(Excerpts from bounding box data)
<<<<

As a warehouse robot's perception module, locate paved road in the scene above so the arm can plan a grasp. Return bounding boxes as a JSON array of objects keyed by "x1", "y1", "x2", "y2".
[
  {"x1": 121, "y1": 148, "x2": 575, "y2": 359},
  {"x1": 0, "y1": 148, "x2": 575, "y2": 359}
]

>>>>

Aim:
Print every row above verbatim, with no changes.

Full output:
As a warehouse robot's perception module, locate paved road in the scene above so the arm can plan a grasp. Return bounding boxes as a JSON array of objects keyed by "x1", "y1", "x2", "y2".
[
  {"x1": 121, "y1": 148, "x2": 575, "y2": 359},
  {"x1": 0, "y1": 148, "x2": 575, "y2": 359}
]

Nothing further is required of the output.